++++ PASSAGE EXTRAIT

Par Jacques Ferber.

J’ai passé des années à tuer les insectes qui me dérangeaient. Tout petit, l’une de mes soeurs avait une phobie des papillons de nuit (alors qu’elle a un courage exceptionnel en toutes occasions qui ne comprennent pas de trop petites bébêtes) et je venais du haut de mes 8-10 ans sauver ma soeur de 14-16 ans. Un vrai héros 😉. A 14 ans, je me souviens d’un été en Corse dans un club de vacances où les tables regorgeaient de mouches. J’y avais développé une technique particulièrement efficace pour les tuer et je m’en sentais assez fier.

En effet, pourquoi faire attention aux mouches? Elles se reproduisent par millions: il suffit de laisser quelques détritus pour générer en quelques semaines des milliers de fois plus de mouches que l’on ne pourrait en détruire en mille ans de chasse aux mouches à la main. Et quand il n’y aura plus d’humains sur Terre, il y aura encore des fourmis, des mouches et des blattes. Si les abeilles sont en danger à cause des pesticides, tous les insectes (et idem pour les arachnides) pullulent et se reproduisent facilement dans des contextes humains.

++++++++
++++ SECTION DES DONNÉES

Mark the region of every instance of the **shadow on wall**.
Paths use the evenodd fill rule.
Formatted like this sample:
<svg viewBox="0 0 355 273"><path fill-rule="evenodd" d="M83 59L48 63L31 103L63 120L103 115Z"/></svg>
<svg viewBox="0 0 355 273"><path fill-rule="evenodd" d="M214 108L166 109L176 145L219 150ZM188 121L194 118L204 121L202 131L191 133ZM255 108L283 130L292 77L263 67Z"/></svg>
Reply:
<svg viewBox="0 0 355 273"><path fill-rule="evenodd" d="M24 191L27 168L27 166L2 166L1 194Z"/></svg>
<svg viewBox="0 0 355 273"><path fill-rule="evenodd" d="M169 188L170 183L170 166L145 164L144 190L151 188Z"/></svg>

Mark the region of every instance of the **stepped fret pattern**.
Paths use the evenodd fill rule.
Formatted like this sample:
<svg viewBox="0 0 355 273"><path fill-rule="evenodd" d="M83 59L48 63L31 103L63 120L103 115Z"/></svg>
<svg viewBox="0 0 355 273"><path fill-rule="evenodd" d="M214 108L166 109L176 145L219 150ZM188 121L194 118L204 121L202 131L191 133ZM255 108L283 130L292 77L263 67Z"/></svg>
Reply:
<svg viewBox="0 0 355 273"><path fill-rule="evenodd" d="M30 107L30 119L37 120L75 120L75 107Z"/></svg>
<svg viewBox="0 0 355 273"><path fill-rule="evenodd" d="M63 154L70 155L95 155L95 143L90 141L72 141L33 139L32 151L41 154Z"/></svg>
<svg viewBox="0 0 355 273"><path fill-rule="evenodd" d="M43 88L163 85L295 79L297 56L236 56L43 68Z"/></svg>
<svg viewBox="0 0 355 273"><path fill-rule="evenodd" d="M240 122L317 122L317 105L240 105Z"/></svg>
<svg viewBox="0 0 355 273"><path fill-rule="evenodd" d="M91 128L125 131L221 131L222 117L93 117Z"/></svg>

++++++++

== TÂCHES DE L'EXERCICE ==
a - Répondez aux questions suivantes sur l'extrait consacré aux insectes :
(i) De quelle phobie souffrait l'une des sœurs de l'auteur ?
(ii) Où l'auteur a-t-il passé un été à 14 ans ?
(iii) Quels insectes l'extrait dit-il en danger à cause des pesticides ?
b - Poursuivez, s'il vous plaît, l'extrait consacré aux insectes après sa dernière phrase.

== RÉPONSES PAR TÂCHE ==
a -
(i) D'une phobie des papillons de nuit.
(ii) En Corse, dans un club de vacances.
(iii) Les abeilles.

b -
De plus, quand on connait le fonctionnement d’un insecte, cela ressort du fonctionnement d’un robot. En effet, toutes les réactions de survie d’une blatte, par exemple, peuvent être facilement reproduites avec des robots, comme le montre l’expérience des «robots blattes» effectuée par Jean-Louis Deneubourg où des robots simulant des blattes viennent s’intégrer à une colonie de cafards, qui les reconnaissent comme leurs congénères. Difficile d’accorder des sentiments à de tels insectes, sauf à faire de l’anthropomorphisme à outrance, car du point de vue de l’évolution ils sont très loin de nous. Alors que nous partageons beaucoup de notre génomes avec les mammifères, qui sont en fait nos lointains cousins (n’avez vous pas remarqué comme certaines personnes gardent encore les traits de leur ascendance animales? 😉), il n’en est pas de même des poissons, des reptiles, des mollusques ou des insectes. En outre, toutes ces espèces ont fait le choix de la reproduction large: chaque femelle peut donner naissance à des milliers voire des millions d’individus dont la plupart serviront de repas aux autres espèces, notamment aux oiseaux et aux petits mammifères. Les mères ne se préoccupent pas de leur progéniture, laissant à la sélection naturelle le soin de faire le tri. Il n’y a pas d’instinct maternel chez les insectes. En gros, la nature se sert elle-même à volonté, générant d’un côté, reprenant de l’autre, afin de faire tourner cette gigantesque machine organique, cette entité colossale qu’est Gaïa, la Terre, la matrice de toute vie.

Tout cela pour dire qu’il est difficile, de manière rationnelle, d’avoir de la compassion pour ces petites bestioles dont certaines, comme les cafards ou les moustiques, empoisonnent nos vies. De ce fait, jusqu’à ces derniers temps, je considérais les insectes comme une matière – organique certes – mais une matière comme une autre, pas très différente des végétaux ou des bactéries.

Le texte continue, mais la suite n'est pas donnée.